## 阅读文本
立项之初,《七人乐队》就被限定为是同一道命题下的“共同创作”。
影片的时间线从20世纪50年代直至当下,7个10年,由7位导演抽签决定各自拍摄哪个年代的故事,由此形成对香港的集体回忆。
他们共同以香港的城市文化为主题,呈现在观众眼前的,不只是城市风貌的改变、导演风格的不同,同时还有跨世代的演员阵容带来的微妙感受。
/ 《练功》剧照
洪金宝的《练功》最早登场。
他用回忆的口吻,描述自己在武行科班里学艺的平凡小事。剧情三两句话就能讲完:五十年代,一群孩子趁师傅不在时偷懒,被抓了个现行后便学乖,发愤练功。
但情节的丰满圆润与否,从来都不是我们打开短片的观看方式,更重要的是传递出的情感与概念。在这短短的十分钟里,是洪金宝对自己走上电影之路初心的追忆,也是他对香港电影元初形态的纪念。

[点标注数据集记录]
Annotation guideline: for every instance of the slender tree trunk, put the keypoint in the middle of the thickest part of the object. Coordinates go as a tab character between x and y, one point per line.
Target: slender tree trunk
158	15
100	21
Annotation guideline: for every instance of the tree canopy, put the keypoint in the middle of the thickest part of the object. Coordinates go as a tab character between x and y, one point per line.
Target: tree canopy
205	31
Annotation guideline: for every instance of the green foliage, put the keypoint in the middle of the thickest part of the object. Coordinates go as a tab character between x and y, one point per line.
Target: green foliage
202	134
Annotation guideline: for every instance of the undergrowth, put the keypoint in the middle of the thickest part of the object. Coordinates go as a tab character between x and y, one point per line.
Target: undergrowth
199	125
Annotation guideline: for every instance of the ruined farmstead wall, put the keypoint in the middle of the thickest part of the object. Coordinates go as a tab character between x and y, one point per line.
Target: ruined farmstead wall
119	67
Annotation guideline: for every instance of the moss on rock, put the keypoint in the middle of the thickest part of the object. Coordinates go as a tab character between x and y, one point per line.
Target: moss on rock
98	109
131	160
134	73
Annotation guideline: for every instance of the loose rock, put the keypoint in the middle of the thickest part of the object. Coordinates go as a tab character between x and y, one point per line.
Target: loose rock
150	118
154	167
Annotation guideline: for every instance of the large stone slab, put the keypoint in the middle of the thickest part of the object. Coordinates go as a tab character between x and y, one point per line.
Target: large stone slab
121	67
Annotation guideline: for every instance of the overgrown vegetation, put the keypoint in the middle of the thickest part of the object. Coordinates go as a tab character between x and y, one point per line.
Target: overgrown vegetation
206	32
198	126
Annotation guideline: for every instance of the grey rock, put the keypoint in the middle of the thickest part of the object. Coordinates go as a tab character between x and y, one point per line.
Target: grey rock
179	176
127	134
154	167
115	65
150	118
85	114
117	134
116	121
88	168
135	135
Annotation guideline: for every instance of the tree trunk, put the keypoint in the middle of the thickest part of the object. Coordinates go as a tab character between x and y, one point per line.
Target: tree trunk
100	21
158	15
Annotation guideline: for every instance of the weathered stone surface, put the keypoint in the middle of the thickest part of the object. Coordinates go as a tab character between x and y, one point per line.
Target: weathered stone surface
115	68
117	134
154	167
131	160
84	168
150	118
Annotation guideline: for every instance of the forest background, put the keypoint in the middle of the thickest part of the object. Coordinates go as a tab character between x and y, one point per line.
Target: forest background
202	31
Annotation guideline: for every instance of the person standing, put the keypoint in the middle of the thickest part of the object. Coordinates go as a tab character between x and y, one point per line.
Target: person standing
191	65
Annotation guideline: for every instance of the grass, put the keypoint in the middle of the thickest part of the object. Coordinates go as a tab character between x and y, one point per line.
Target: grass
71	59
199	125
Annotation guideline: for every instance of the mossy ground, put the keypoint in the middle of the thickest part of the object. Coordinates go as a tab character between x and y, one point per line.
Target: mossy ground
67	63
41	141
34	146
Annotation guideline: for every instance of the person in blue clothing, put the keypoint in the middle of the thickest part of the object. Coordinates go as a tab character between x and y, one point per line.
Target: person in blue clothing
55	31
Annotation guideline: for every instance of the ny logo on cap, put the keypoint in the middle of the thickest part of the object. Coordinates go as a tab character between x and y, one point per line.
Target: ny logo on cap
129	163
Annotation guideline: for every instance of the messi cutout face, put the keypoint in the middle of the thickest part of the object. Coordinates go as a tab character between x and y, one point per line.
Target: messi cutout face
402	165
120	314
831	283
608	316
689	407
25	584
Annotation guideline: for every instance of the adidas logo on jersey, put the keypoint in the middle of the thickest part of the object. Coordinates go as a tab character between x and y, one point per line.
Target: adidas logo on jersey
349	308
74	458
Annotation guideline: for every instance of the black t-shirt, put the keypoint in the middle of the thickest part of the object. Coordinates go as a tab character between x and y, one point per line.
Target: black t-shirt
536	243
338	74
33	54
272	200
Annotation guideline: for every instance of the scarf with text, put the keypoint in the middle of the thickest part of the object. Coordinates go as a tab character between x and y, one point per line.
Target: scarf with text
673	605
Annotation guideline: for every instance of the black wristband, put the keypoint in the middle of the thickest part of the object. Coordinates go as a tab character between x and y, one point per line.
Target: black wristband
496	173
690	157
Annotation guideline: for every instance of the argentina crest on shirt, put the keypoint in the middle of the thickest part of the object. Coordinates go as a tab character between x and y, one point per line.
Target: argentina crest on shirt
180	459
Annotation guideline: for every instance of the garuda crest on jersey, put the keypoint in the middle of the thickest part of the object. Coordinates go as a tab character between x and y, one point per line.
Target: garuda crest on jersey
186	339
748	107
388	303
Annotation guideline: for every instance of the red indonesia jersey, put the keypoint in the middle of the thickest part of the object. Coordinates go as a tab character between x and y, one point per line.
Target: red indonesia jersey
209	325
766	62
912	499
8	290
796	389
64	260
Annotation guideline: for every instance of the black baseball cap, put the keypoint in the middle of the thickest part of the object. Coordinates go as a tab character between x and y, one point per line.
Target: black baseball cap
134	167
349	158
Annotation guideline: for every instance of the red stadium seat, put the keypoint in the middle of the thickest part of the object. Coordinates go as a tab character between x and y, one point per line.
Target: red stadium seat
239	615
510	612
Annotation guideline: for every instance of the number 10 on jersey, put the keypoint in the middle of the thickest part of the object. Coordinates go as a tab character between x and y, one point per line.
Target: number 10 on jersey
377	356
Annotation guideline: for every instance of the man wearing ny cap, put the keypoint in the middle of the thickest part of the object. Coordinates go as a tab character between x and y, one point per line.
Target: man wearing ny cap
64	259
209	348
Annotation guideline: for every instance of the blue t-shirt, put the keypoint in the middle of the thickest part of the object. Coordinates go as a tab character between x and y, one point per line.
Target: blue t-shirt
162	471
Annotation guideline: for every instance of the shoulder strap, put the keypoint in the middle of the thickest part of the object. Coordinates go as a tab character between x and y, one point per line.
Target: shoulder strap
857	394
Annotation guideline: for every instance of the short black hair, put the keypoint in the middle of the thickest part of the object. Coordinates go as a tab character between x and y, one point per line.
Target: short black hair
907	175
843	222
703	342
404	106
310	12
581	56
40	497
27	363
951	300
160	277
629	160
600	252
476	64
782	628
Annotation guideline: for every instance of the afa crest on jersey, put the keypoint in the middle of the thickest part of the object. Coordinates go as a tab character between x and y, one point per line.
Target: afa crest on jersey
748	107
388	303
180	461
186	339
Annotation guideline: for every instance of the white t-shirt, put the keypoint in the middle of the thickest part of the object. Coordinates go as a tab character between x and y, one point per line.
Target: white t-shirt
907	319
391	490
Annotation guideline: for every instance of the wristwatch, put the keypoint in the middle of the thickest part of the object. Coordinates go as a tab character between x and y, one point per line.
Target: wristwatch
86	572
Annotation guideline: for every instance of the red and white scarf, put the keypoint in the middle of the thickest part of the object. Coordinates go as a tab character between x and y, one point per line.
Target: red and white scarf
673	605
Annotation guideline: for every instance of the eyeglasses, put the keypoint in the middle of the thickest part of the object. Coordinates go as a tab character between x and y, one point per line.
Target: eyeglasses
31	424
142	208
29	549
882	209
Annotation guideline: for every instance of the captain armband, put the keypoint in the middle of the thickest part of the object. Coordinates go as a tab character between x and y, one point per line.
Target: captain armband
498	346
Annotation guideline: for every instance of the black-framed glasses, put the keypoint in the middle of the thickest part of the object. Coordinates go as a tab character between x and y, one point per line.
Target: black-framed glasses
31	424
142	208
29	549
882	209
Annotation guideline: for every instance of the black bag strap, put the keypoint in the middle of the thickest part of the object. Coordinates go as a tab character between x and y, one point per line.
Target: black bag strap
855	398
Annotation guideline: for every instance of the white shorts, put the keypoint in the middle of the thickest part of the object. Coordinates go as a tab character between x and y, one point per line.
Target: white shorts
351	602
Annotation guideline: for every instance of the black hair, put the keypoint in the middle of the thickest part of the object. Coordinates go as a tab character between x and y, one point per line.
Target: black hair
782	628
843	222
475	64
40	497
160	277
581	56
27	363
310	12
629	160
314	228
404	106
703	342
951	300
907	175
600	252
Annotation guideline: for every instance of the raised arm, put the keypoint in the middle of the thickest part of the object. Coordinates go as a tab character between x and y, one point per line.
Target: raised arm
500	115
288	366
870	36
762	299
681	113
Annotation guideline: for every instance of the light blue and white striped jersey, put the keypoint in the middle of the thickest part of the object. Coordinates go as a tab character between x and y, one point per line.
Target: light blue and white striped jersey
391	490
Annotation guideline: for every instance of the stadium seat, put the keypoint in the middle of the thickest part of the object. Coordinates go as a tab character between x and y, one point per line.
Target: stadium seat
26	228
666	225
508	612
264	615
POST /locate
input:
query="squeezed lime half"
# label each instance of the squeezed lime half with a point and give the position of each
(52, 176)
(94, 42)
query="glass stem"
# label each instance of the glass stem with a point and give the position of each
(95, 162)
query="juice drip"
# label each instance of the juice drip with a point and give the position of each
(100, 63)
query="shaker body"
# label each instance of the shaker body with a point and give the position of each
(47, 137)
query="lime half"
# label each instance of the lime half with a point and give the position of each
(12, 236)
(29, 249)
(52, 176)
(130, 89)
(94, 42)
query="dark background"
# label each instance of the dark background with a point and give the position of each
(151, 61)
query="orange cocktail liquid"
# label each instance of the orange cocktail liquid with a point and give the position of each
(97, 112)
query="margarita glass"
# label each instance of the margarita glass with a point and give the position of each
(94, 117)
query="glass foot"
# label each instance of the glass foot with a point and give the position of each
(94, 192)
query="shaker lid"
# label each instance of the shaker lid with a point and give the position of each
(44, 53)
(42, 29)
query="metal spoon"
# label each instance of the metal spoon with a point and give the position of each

## 任务要求
更新阅读文本中以“他用回忆的口吻,描述自己在武”开头、以“他对香港电影元初形态的纪念。”结尾的那部分，把其中的“师傅”改为“师父”，然后写出改动后的这段文字。

## 结果
他用回忆的口吻,描述自己在武行科班里学艺的平凡小事。剧情三两句话就能讲完:五十年代,一群孩子趁师父不在时偷懒,被抓了个现行后便学乖,发愤练功。
但情节的丰满圆润与否,从来都不是我们打开短片的观看方式,更重要的是传递出的情感与概念。在这短短的十分钟里,是洪金宝对自己走上电影之路初心的追忆,也是他对香港电影元初形态的纪念。